* _Records excerpted from a collection_

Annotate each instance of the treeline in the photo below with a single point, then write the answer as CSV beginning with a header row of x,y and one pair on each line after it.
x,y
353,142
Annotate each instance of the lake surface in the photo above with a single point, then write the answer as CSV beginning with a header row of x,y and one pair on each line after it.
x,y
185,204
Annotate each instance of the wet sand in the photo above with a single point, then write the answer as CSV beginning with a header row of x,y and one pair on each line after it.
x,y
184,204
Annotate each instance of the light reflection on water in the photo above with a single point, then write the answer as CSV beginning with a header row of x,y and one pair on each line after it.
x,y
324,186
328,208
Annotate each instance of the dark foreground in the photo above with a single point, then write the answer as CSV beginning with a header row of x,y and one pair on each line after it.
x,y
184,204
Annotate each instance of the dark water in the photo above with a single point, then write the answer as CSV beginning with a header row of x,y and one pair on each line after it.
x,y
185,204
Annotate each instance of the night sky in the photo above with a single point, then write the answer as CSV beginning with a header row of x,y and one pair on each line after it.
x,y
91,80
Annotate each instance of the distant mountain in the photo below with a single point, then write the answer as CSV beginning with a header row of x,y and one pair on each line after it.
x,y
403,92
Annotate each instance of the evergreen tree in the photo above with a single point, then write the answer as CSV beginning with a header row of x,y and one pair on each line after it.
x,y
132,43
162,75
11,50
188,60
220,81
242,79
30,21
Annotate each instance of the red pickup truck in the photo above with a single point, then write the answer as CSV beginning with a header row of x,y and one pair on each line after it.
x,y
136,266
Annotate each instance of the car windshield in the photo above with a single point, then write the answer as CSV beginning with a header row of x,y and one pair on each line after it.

* _Task requirements_
Rewrite every line of the data from the line containing "Annotate each instance of the night" through the end of the data, inclusive, keeping the requests and shifting each x and y coordinate in the answers up by 115.

* _Reply to the exercise_
Annotate each instance of the night sky in the photo above with a single point, then write the answer as CSV beginning with a header row of x,y and one pair on each line after it.
x,y
206,195
Annotate each instance of the distant mountain in the photo below with a single point, then write the answer as CSV beginning with a header row of x,y and one pair on each line after it.
x,y
518,207
Annotate each instance of the evergreen tree in the photo above with a single point, then write the answer as CSV beginning with a header row of x,y and one pair on each line after it.
x,y
247,158
277,190
126,165
303,175
335,196
357,194
145,136
Annotate each instance of the red pickup truck in the photo above with a single point, then write the answer as CSV beginning with a header row of x,y and one pair on each line after it.
x,y
251,381
Annotate each instance of the car windshield in the photo above with a single point, then write the answer as CSV beginning with a header row of x,y and one pair on each line after it.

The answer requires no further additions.